Written task => Update the rows below, starting at the line that contains "Field-scouting request: tag every instance of the auction" and continuing through the final row, by replacing "auction sticker" with "dealer sticker" and keeping all other text unchanged. Give back only those lines.

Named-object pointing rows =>
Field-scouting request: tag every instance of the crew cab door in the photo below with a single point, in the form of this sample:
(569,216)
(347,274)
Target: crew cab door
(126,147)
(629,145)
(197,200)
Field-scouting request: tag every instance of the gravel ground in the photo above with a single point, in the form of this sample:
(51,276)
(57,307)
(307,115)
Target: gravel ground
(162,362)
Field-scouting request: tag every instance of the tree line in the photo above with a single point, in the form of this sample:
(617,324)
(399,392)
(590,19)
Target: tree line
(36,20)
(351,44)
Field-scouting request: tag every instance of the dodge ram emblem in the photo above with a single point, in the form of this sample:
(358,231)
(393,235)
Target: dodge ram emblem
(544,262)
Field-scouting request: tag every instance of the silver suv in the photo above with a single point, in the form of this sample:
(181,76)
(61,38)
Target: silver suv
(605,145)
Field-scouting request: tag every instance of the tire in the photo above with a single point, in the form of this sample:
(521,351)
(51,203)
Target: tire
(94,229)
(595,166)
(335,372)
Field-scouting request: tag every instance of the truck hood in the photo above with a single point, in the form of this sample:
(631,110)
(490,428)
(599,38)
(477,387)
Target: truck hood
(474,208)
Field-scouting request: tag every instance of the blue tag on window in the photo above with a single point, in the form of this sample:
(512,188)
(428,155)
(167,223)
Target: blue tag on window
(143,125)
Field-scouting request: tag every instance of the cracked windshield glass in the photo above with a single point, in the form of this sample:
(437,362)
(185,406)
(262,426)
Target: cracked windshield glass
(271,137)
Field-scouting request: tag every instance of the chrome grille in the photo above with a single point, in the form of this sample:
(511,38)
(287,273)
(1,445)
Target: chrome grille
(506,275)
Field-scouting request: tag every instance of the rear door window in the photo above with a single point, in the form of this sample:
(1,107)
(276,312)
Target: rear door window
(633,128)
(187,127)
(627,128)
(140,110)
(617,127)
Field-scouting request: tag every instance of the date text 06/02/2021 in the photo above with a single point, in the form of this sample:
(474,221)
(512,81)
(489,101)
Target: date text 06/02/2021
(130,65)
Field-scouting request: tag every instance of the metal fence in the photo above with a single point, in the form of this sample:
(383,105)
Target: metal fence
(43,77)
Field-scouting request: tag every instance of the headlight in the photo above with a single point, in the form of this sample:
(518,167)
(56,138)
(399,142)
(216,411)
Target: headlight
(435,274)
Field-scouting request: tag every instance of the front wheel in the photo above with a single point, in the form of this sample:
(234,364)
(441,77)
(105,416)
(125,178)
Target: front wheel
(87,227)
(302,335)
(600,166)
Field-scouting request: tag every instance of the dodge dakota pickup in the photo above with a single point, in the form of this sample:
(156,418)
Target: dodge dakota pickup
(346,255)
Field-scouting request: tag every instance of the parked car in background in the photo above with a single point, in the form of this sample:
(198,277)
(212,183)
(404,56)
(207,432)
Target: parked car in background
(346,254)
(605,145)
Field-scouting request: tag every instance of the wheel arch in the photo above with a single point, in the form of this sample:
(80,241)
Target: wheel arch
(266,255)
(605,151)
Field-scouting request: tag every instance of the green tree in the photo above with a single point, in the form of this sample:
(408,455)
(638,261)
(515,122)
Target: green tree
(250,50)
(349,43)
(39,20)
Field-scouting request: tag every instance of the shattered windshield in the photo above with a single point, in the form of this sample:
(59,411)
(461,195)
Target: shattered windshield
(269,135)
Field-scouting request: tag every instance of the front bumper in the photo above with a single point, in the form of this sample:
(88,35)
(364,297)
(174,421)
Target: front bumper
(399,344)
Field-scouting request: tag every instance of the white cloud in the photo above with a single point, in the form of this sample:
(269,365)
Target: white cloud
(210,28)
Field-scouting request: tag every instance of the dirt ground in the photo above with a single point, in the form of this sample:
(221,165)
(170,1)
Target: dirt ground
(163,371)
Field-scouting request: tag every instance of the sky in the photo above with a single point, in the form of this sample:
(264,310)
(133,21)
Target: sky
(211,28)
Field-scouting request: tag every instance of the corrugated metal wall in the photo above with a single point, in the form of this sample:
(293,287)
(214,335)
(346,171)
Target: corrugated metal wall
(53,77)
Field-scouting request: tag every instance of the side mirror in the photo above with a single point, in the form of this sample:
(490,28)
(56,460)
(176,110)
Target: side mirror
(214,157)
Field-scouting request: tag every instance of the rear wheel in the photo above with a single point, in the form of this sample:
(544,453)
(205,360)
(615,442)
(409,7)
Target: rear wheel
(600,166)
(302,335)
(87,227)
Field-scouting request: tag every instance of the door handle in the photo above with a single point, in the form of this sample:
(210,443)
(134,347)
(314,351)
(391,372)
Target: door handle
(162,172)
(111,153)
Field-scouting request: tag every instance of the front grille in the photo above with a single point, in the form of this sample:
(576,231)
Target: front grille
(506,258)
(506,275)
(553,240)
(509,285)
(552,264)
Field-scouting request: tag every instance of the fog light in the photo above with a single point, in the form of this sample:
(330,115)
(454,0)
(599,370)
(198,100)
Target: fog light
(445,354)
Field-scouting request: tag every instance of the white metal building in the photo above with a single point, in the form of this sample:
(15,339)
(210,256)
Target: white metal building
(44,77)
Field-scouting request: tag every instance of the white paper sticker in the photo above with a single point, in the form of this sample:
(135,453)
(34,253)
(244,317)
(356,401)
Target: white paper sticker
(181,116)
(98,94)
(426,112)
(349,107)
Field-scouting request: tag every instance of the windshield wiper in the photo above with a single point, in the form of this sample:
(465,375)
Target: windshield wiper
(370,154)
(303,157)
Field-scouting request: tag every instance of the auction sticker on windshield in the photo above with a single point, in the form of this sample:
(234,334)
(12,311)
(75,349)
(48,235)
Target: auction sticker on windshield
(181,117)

Exercise output =>
Field-scouting request: tag every instance of the dealer sticker on windshield in the photo above with a single point, in the form of this sample:
(234,334)
(12,311)
(75,349)
(48,235)
Target: dealer sticker on windshield
(181,117)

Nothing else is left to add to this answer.